### Zu erledigen
[A] Fasse den Text über Landbesitz in Uruguay in zwei Sätzen zusammen.
[B] Beantworte anhand des Textes über Landbesitz in Uruguay diese Fragen:
(i) Welchem Anteil an der landwirtschaftlich nutzbaren Fläche Uruguays entsprechen die rund 5000 Hektar, die das INC erwerben will?
(ii) Wie viel Land besitzt der Konzern UPM nach eigenen Angaben?
(iii) Wer spielt bei den Protesten nur eine untergeordnete Rolle?
[C] Führe den Text über Landbesitz in Uruguay nach seinem letzten Satz weiter.

### Vorliegender Text
Zwar gab und gibt es Bemühungen seitens der uruguayischen Regierung, dieser Entwicklung (und der damit verbundenen Landflucht) entgegenzuwirken, bislang jedoch ohne den erhofften Erfolg. Dabei gäbe es mit dem staatlichen „Instituto Nacional de Colonización“ (INC) sogar ein geeignetes Werkzeug. Zumindest theoretisch besäße die Einrichtung ein Vorkaufsrecht bei allen Transaktionen von landwirtschaftlichen Flächen, die, gemäß den eigenen Statuten, Kleinbetrieben dann zu Vorzugskonditionen zur Verfügung gestellt werden könnten. Allerdings ist die finanzielle Ausstattung des Instituts zu gering, um den Trend tatsächlich umzukehren. So plant das INC für das laufende Jahr lediglich den Erwerb von rund 5000 Hektar Land, das sind 0,03 Prozent der landwirtschaftlich nutzbaren Fläche Uruguays. Zum Vergleich: Allein der finnische Zellulosekonzern UPM besitzt nach eigenen Angaben über eine Viertelmillion Hektar Land – eine Fläche so groß wie das Saarland.

Dabei wurde und wird diese Entwicklung auch von wiederkehrenden Protesten begleitet. Kritische Stimmen aus dem universitären Bereich spielen dabei jedoch nur eine untergeordnete Rolle, ebenso wie ökologische NRO aus dem linken Spektrum. Der stärkste Widerspruch kommt von den Betroffenen selbst, teilweise unterstützt von der extremen politischen Rechten und Vertreter*innen des traditionellen Großgrundbesitzes, obgleich dieser – schon aufgrund der gestiegenen Bodenpreise – im ökonomischen Sinn nicht zu den Verlierern des Wandels zu rechnen ist. Trotzdem stehen manche Großgrundbesitzer*innen den Veränderungen ablehnend gegenüber, dürften die neuen Eigentumsverhältnisse ihre auf tradierte, halbfeudale Dominanzstrukturen aufbauende Position in den ländlichen Gebieten untergraben, und damit auch ihren wichtigen Einfluss auf die politischen Prozesse, den die Landoligarchie in den zweihundert Jahren der uruguayischen Nationalgeschichte ununterbrochen besaß.

### Vorliegende Daten
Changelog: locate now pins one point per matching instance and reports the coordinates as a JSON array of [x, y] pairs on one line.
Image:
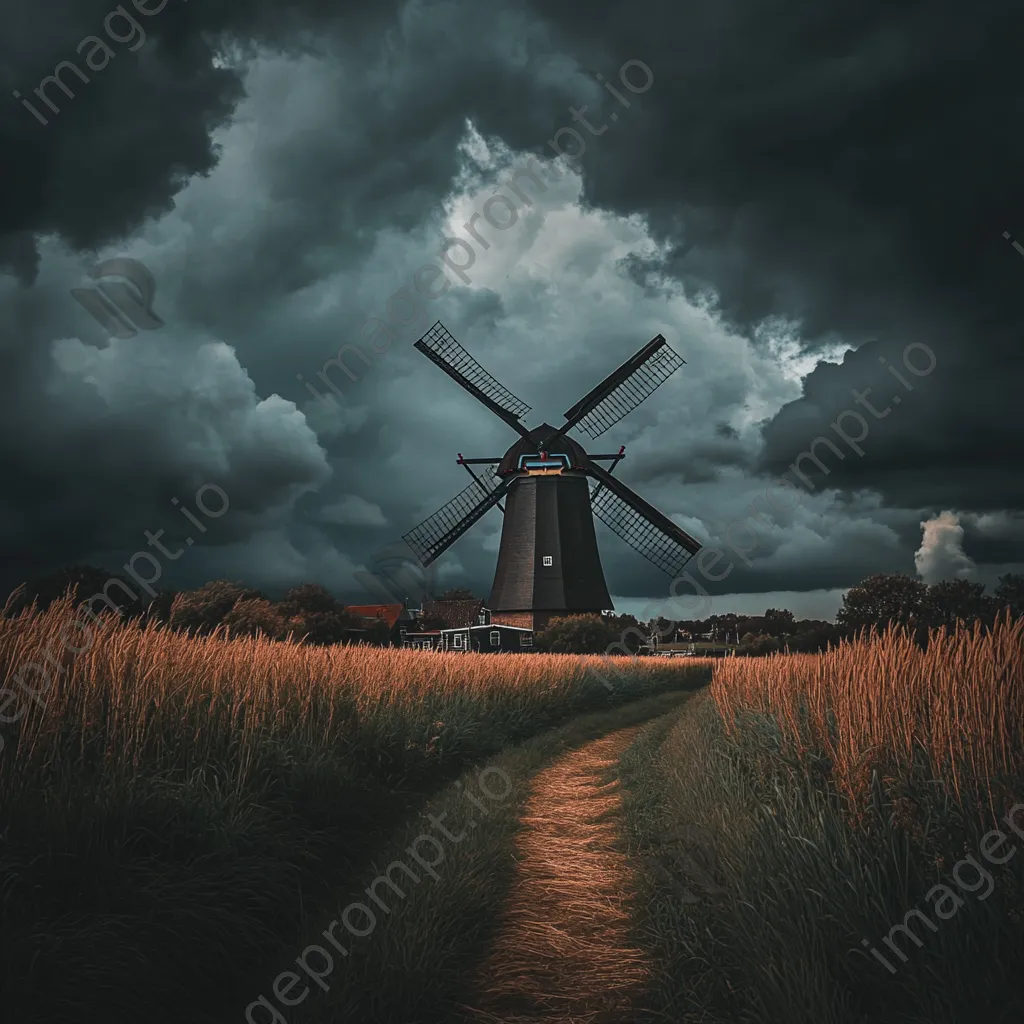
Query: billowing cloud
[[801, 202], [941, 554]]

### Ergebnisse
[A] Die uruguayische Regierung versucht bislang erfolglos, der Entwicklung und der Landflucht entgegenzuwirken, denn das staatliche INC besäße zwar theoretisch ein Vorkaufsrecht, ist aber finanziell zu schwach ausgestattet und plant für das laufende Jahr nur den Erwerb von rund 5000 Hektar. Begleitet wird die Entwicklung von Protesten, vor allem der Betroffenen selbst, teils unterstützt von der extremen Rechten und von traditionellen Großgrundbesitzer*innen, deren auf halbfeudaler Dominanz beruhende Stellung durch die neuen Eigentumsverhältnisse untergraben werden dürfte.

[B]
(i) 0,03 Prozent.
(ii) Über eine Viertelmillion Hektar, eine Fläche so groß wie das Saarland.
(iii) Kritische Stimmen aus dem universitären Bereich und ökologische NRO aus dem linken Spektrum.

[C]
In diesem Sinne war es nachvollziehbar, dass der überwiegende Teil der uruguayischen Linken die 2018 gegründete, ländlich geprägte Bewegung Un Solo Uruguay (USU) zunächst als politische Inszenierung des Großgrundbesitzes abtat. Mit Straßenblockaden und Kundgebungen protestierte die USU monatelang gegen die in ihren Augen untragbaren Verhältnisse für die „nationalen“ Produzent*innen, ohne dass ihr dafür große Beachtung seitens der damaligen Frente-Amplio-Regierung zuteil wurde. Erst nach den verlorenen Wahlen (nicht zuletzt aufgrund dramatischer Stimmenverluste in den ländlichen Gebieten) dämmerte es einigen innerhalb des Linksbündnisses, dass die USU auf reale Widersprüche hinweist, selbst wenn man deren konkrete Forderungen im Detail nicht teilen möchte. Vor allem musste man sich eingestehen, dass die USU wesentlich heterogener ist, als man selbst glauben machen wollte. Spätere Versuche, sich der Bewegung anzunähern, sind jedoch bislang weitestgehend erfolglos geblieben.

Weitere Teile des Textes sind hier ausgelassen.